> [Using the information]:
1. In the forum thread on Refmac ligand libraries, in which mode can ARP/wARP 6.0 read a REFMAC library file?
2. Pick up the forum thread on Refmac ligand libraries after its final sentence and carry it forward.

I have a few "new" ligands in a structure that don't have the full discription in the distributed monomer libraries. I managed to creat the full discriptions and Refmac5 would take them, in the "Library" entry of CCP4i/Run Refmac5, and refined well. However, when I tried to use ARP/WARP 6.0 with the option "improvement of model by atoms update and refinement", where do I put the new *cif file I generated? The default lib of course failed when Refmac5 started. BTW, I am using CCP4i in version 4.2.1.
Arp/wARP 6.0 can read a REFMAC library file but only in 'solvent building' mode ('refmac parameters/use user defined library') - btw, that's where you can also choose to use TLS, one of my favorites these days.
Indeed it can not read a user defined library while "improvement of model by atoms update and refinement". The reason that we chose that is that when you use the above protocol we presume you have either a crude model to improve or a missing ligand that you want to see if it will appear or not. If the ligand is already modelled I would not use that protocol and would discourage people of using it, thus I chose not to give the option.
I am trying to refine a structure with some of the Cys residues oxidized
with one/two oxygen atoms. I looked around and found that these modified Cys
are referred to as CSX and CSW. Furthermore, there are minimal descriptions
for CSX and CSW in CCP4 lib.
I tried to refine my model with CSX, but Refmac complained that the lib is not complete.

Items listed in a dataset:

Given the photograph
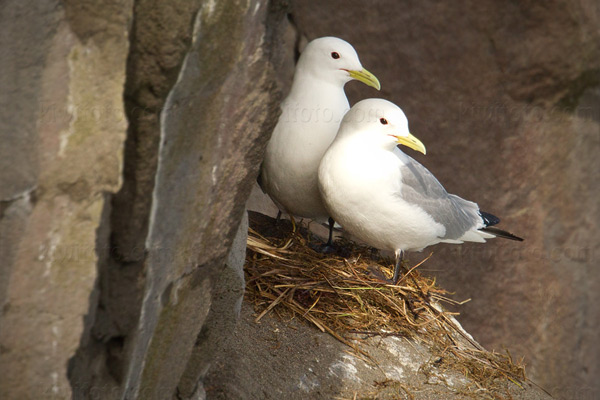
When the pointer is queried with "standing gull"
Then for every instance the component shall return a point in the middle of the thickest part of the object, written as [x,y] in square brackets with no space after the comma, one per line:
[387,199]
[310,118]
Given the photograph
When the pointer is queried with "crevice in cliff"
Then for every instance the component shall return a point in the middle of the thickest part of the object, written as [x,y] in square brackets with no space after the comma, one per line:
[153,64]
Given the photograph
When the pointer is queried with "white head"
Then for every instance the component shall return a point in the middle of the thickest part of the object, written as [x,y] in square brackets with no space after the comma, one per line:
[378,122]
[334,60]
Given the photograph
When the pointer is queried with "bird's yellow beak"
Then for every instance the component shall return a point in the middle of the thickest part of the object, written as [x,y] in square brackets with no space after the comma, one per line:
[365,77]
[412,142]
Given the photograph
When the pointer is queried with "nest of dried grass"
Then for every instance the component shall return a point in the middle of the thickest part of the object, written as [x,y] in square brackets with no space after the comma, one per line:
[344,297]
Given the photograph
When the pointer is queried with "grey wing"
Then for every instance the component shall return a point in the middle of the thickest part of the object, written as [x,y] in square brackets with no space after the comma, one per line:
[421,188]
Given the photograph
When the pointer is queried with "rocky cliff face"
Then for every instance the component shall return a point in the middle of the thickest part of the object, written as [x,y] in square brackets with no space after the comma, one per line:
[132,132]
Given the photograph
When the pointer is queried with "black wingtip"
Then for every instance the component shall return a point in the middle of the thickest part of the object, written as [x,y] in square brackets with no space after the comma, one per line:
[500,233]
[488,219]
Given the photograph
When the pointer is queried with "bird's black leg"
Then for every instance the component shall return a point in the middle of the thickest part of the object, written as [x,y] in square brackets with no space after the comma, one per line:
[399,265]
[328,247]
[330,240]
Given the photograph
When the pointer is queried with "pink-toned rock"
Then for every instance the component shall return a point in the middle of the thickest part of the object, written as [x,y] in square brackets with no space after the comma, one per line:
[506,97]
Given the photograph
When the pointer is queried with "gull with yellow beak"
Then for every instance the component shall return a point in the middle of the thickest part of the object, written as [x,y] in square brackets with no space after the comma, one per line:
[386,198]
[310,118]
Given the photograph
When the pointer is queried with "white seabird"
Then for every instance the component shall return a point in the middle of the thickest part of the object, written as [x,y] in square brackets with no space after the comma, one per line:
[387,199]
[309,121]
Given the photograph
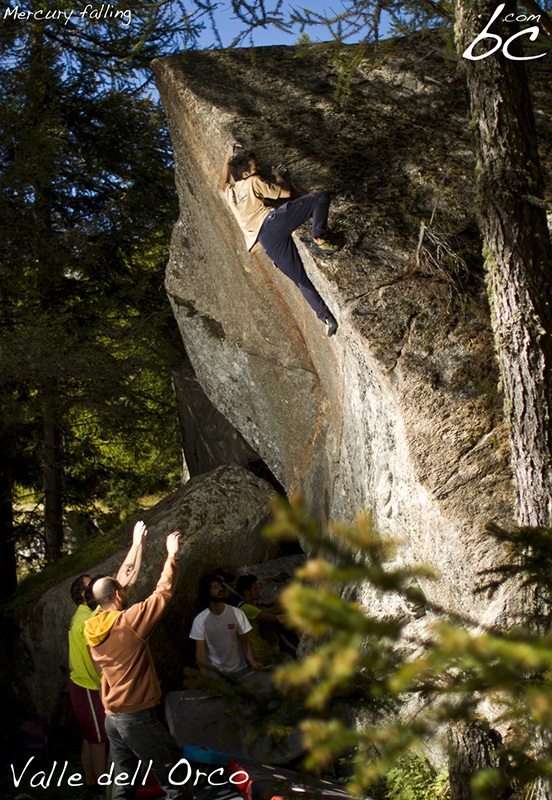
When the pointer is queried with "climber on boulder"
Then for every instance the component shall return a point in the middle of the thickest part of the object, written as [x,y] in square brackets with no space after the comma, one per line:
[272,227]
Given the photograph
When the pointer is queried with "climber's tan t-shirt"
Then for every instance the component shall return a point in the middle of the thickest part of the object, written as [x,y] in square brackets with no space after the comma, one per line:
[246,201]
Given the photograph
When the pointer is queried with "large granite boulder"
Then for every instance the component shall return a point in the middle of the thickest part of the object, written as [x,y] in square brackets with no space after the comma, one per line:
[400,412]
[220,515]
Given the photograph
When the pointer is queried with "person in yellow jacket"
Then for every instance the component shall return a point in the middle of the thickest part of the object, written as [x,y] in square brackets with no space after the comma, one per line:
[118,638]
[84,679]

* * *

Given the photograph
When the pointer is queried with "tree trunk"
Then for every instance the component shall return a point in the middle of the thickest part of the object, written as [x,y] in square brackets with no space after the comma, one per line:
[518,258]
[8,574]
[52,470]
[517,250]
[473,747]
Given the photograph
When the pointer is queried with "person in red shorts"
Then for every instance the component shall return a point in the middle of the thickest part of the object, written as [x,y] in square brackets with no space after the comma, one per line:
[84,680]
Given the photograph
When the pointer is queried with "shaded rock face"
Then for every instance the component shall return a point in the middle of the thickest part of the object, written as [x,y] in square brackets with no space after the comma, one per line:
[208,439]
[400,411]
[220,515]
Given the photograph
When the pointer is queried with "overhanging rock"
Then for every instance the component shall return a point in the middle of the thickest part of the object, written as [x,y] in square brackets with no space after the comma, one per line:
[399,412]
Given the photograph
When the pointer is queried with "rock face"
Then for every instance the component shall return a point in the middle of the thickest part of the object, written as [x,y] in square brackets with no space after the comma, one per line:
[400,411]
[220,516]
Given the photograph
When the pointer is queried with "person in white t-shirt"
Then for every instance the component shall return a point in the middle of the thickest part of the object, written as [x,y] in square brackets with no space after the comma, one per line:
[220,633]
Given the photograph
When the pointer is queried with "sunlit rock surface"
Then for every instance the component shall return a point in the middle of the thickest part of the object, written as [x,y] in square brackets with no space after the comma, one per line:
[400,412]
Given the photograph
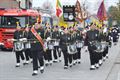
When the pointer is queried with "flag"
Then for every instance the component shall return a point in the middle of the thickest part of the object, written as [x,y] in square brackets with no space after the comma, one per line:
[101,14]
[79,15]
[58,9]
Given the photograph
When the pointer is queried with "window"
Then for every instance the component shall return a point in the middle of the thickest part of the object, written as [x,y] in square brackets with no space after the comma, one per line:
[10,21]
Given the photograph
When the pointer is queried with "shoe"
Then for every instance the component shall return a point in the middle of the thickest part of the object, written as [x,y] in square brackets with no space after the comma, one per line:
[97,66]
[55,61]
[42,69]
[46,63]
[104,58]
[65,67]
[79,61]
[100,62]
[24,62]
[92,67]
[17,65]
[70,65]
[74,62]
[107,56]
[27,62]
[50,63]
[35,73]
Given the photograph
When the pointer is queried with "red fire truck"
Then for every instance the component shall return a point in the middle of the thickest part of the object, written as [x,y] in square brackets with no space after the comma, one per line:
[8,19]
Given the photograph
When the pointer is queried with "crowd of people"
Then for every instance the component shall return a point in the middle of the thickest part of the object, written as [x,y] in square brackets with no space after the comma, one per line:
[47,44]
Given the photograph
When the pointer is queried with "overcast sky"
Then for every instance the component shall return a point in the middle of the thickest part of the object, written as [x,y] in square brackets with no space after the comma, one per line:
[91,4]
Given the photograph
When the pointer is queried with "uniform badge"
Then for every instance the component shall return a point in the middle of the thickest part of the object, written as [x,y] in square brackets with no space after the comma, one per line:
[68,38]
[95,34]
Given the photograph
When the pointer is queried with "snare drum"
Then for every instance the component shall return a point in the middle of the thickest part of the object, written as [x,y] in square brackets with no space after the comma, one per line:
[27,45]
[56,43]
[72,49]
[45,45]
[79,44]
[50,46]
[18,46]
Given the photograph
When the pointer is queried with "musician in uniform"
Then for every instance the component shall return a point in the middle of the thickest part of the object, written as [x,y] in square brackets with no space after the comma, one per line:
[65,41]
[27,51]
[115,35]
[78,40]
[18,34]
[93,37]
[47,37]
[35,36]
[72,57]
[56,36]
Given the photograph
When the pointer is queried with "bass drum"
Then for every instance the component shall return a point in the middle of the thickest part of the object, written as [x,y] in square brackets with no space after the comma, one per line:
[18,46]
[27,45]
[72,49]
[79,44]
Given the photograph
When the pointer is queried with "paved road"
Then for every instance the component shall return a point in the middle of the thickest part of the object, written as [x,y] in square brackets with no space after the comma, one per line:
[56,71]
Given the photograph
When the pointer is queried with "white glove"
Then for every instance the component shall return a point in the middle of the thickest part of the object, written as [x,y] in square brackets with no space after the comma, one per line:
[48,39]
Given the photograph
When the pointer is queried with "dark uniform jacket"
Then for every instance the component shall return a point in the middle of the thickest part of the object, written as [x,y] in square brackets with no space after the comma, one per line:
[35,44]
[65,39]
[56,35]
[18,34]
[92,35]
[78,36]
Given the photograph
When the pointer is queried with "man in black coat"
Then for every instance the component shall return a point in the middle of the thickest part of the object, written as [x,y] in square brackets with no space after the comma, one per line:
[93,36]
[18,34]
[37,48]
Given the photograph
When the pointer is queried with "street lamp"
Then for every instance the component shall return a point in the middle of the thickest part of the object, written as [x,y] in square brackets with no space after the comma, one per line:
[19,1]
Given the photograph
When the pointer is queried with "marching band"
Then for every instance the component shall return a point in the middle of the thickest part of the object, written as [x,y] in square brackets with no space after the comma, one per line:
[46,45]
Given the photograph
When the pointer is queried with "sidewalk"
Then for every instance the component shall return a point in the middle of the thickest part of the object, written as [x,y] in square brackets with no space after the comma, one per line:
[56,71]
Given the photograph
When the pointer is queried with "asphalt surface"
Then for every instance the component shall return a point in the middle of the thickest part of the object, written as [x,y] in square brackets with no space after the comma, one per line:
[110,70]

---

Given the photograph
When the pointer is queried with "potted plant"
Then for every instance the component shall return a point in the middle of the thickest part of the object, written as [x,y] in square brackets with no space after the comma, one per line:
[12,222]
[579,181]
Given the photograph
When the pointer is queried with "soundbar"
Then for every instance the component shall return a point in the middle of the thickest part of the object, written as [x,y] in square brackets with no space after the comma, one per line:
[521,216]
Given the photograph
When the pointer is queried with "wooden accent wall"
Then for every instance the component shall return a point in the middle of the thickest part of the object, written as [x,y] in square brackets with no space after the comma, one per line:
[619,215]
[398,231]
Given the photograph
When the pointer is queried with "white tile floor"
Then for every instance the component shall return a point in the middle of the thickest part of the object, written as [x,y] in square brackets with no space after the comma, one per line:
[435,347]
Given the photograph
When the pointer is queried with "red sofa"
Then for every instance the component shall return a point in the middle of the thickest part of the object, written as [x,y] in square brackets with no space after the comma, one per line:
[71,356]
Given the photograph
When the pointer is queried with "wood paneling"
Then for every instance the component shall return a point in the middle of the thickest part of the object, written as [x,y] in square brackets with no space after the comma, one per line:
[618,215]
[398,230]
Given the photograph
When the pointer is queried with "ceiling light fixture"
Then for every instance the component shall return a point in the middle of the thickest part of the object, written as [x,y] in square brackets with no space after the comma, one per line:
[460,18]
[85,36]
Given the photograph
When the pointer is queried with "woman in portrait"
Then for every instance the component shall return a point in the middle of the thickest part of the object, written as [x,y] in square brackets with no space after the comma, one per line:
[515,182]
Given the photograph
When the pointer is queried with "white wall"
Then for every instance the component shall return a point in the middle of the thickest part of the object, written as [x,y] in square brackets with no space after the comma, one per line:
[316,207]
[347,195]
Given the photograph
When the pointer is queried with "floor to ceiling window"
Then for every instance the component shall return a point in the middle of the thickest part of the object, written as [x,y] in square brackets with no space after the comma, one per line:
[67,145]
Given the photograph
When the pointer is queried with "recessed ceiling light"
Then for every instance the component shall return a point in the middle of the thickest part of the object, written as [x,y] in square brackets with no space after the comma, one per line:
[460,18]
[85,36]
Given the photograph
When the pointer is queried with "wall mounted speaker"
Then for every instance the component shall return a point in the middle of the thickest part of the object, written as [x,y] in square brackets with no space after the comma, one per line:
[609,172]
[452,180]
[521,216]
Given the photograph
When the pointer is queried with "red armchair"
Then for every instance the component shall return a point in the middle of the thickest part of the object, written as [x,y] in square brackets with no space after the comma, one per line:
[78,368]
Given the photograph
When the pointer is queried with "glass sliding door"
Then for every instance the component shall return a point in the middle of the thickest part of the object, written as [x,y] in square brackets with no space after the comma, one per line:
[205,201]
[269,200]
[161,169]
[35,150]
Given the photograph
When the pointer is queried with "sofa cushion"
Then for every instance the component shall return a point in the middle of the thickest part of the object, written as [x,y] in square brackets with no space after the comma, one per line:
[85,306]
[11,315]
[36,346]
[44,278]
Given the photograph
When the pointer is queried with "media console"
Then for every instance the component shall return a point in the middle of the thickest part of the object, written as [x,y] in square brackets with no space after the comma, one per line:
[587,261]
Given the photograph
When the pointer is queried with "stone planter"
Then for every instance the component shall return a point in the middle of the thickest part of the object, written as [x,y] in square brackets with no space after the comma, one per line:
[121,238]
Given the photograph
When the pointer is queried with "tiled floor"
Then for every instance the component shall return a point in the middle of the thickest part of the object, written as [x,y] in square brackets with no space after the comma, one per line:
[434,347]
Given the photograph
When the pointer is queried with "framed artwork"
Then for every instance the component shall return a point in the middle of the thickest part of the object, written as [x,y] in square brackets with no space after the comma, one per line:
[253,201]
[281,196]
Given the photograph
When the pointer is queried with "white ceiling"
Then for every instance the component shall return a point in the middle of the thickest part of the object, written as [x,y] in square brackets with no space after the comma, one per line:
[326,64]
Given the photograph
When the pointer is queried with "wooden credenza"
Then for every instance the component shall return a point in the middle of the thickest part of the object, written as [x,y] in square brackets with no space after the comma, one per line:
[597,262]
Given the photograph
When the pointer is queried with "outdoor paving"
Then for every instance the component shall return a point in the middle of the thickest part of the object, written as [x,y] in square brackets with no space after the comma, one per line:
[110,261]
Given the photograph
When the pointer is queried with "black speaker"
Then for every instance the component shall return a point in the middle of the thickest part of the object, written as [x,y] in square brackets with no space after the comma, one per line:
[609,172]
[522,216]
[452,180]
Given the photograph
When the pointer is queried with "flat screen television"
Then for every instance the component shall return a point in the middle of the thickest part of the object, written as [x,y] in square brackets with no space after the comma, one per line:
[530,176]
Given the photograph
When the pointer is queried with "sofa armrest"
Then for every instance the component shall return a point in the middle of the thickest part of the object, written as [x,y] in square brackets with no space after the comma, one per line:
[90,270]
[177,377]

> [Task-by-task results]:
1. Only in solvent building mode.

2.
I tried to use only Oxygen of CSX in a different residue name (say CS1) leaving Cys residue as normal, use LINK between Cys-SG and O-CS1, generate a library for CS1, and then use Refmac to refine. Still, error messages are:
In general there are three ways of using modified residues:
Some of the residues in the library have minimum description. I.e. only list of atoms, bonds and bond orders. When Refmac sees them it creates complete description and asks user to check and if satisfied to use it.
- Use original residue and add modification on them and use MODRES record in the header. Modification should be defined in the library (user's library). It is good for one or two atom additions.
- Use LINK record to add a group and define link in the dictionary. LINK can handle complicated chemistry. It is my favourite as it leaves original residue in the pdb.
- Define residue in the dictionary and use it. If it is amino acid then it should have type L-peptide. For others like sugar, RNA/DNA there are types also.
I wish to claim that I have a certain molecule present in my active site that co purified with my protein (GTP as it happens).
My initial thought was I'll calculate an omit map, but my structure is
refined in refmac5 with TLS and some alternative conformations so to go to CNS to do a simulated annealing omit map is
quite a hassle and the Rfactors as a CNS model of my solution is much higher.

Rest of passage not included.